» **Passage to read**:
::::::
We studied the relationship between the polymorphisms of ‑800G/A and +915G/C in transforming growth factor‑β1 (TGF‑β1) gene and lung cancer susceptibility. The sequence‑specific primer polymerase chain reaction (PCR‑SSP) technique was used to test 156 non‑small cell lung cancer (NSCLC) patients that were selected as the observation group and 156 patients with pneumonia and tuberculosis that were selected as the control group (age and gender 1:1 proximal matching principle) and the polymorphisms of the first exon ‑800G/A and +915G/C TGF‑β1 genes. The expression of TGF‑β1 levels in peripheral blood was detected using ELISA. The proportion of ‑800G/A gene AA subtype and A allelic gene in the observation group was significantly higher than that in the control group, while the proportion of +915G/C gene CC subtype and C allelic gene was also significantly higher than that in the control group (P<0.05). The cancer risk [odds ratio (OR)] of patients with A allelic gene in ‑800G/A gene was 4.8 (95% CI=2.563‑6.537, P<0.05), while the cancer risk (OR) of patients with C allelic gene in +915G/C gene was 4.7 (95% CI=2.317‑5.864, P<0.05). The serum TGF‑β1 expression levels of ‑800G/A gene AA subtype in the observation group was significantly higher than the GG type, GA type and the control group, while the TGF‑β1 level of +915G/C gene CC subtype was significantly higher than the GG type, GC type and the control group (P<0.05). Therefore, the polymorphisms of ‑800G/A and +915G/C in TGF‑β1 gene are closely related to the lung cancer susceptibility.

Introduction

Lung cancer is ranked as the highest malignant tumor that threatens human health in the world. The morbidity and mortality associated with lung cancer increases year by year with an increase in environmental pollution as well as the age of the population (1). The early detection of lung cancer is hindered due to a lack of biochemical markers with typical clinical features, and high sensitivity and specificity. In addition, the imaging examination often lags behind the occurrence and development of tumor, all of which are important factors that can lead to a poor survival prognosis (2). The transforming growth factor-β1 (TGF-β1), as a type of multifunctional cytokine which plays important role in inducing local angiogenesis, extracellular matrix secretion, immune evasion, cell heterogeneity adhesion, cell proliferation, invasion, metastasis and other aspects (3). The TGF-β1 gene, which is located on chromosome 19 of the long arm, contains seven exons and six introns. Among them, the first exon has a higher gene mutation rate and single-nucleotide polymorphism (SNP), which was confirmed to be closely related to the occurrence of a variety of malignant tumors, such as esophageal, breast, prostate, liver cancer and others (4,5). Based on this, our study analyzed the relationship between polymorphisms of −800G/A and +915G/C in the TGF-β1 gene and lung cancer susceptibility in order to provide a reference for the early diagnosis of lung cancer.
::::::
» **Provided material**:
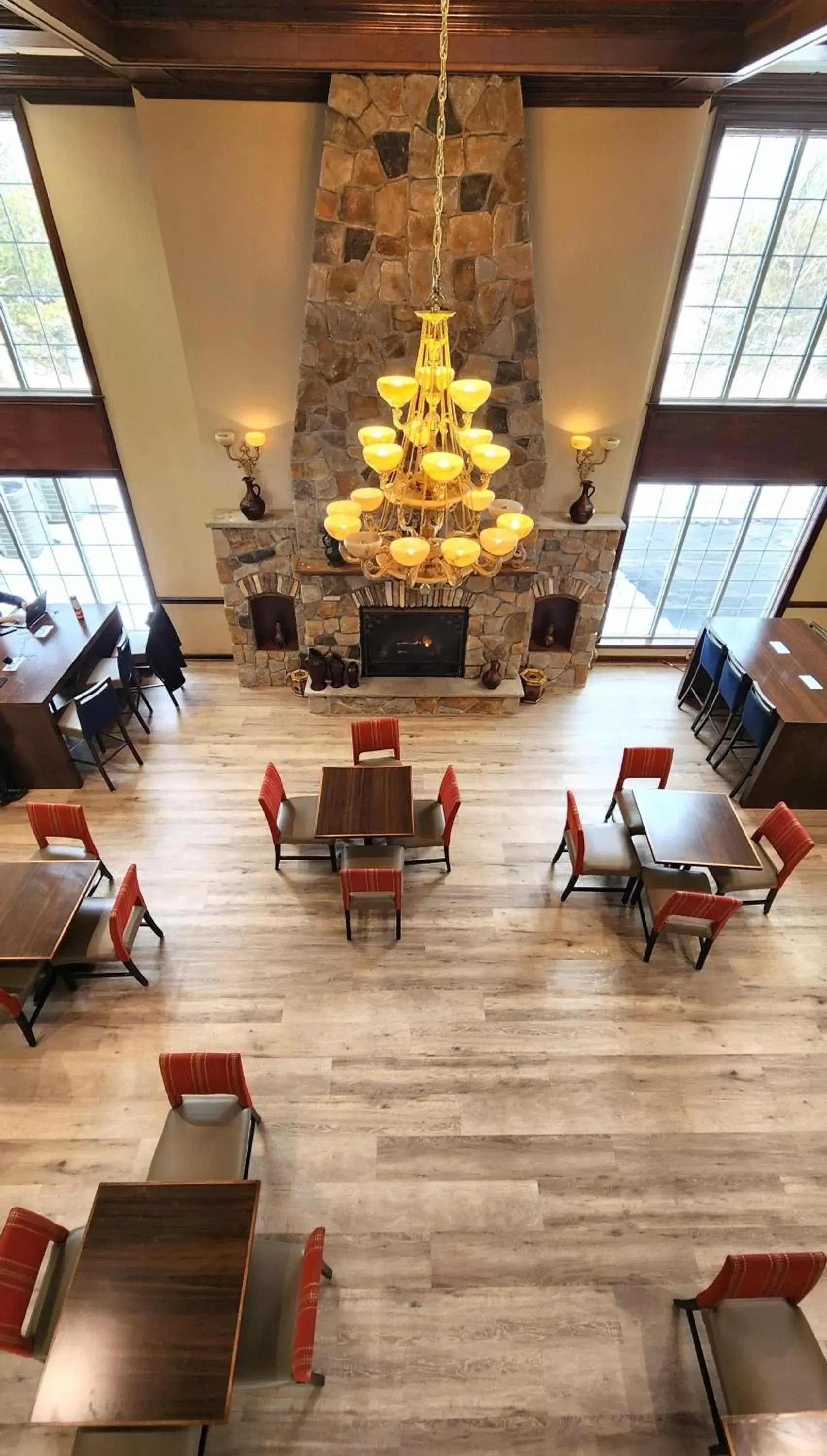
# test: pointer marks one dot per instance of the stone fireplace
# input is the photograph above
(370, 271)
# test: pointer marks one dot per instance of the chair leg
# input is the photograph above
(705, 948)
(134, 972)
(651, 943)
(99, 765)
(27, 1028)
(152, 924)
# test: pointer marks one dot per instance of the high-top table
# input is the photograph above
(30, 736)
(788, 662)
(149, 1330)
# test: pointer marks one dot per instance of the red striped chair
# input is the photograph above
(373, 874)
(597, 849)
(680, 903)
(209, 1132)
(292, 822)
(376, 740)
(790, 841)
(63, 822)
(640, 765)
(104, 931)
(24, 1242)
(281, 1307)
(434, 820)
(765, 1353)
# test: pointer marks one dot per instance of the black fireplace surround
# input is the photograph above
(413, 641)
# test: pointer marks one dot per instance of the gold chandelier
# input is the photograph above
(424, 520)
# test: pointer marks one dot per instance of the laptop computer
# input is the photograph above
(35, 611)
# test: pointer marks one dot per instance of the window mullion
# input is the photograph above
(66, 510)
(672, 567)
(765, 264)
(736, 551)
(19, 545)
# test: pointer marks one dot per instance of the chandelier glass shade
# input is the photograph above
(433, 519)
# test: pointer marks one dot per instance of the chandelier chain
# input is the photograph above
(437, 302)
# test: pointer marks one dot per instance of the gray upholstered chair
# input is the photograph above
(597, 849)
(765, 1353)
(372, 874)
(24, 1242)
(174, 1440)
(209, 1132)
(279, 1321)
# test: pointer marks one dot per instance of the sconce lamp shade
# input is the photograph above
(520, 525)
(498, 542)
(383, 459)
(410, 551)
(469, 394)
(490, 458)
(461, 551)
(378, 436)
(397, 389)
(367, 497)
(480, 500)
(443, 466)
::::::
» **Questions**:
1. Decide whether each statement below agrees with the passage on TGF-β1 gene polymorphisms and lung cancer: (a) the control group was made up of patients with pneumonia and tuberculosis; (b) the TGF-β1 gene contains six exons and seven introns; (c) TGF-β1 levels in peripheral blood were measured with the PCR-SSP technique. Answer yes or no for each and quote the words of the passage that decide it.
2. Carry on the passage on TGF-β1 gene polymorphisms and lung cancer from the point where it ends.

» **Exercise results**:
1.
(a) Yes: "156 patients with pneumonia and tuberculosis that were selected as the control group"
(b) No: "contains seven exons and six introns"
(c) No: "was detected using ELISA"

2.
Subjects and methods

Subject information

A total of 156 patients that were admitted to Cangzhou Central Hospital and diagnosed with non-small cell lung cancer (NSCLC) from January 2013 to January 2016, were selected as part of the observation group, and 156 patients with pneumonia and tuberculosis during the same period were selected as the control group. Surgery, radiotherapy, chemotherapy and other treatments were not carried out. Tissue samples were obtained, and the tissue sections were created using the conventional method and stored at −80°C. The ratio of age and gender of the patients in both groups was 1:1 according to the proximal matching principle. In the observation group, there were 82 males and 74 females, aged 42–77 years, with an average age of 62.3±14.5 years. Based on the tumor pathologic type, there were 95 cases with squamous carcinoma and 61 cases with adenocarcinoma. Based on the clinical TNM stage, there were 15 cases in stage I, 46 cases in stage II, 62 cases in stage III and 33 cases in stage IV, with a maximum diameter of 0.5–3.6 cm, and an average of 2.4±1.2 cm. In the control group, there were 80 males and 76 females, aged 40–80 years, with an average age of 63.5±15.7 years. The study was approved by the Ethics Committee at Cangzhou Central Hospital and written informed consent rights were obtained from the patients or their families.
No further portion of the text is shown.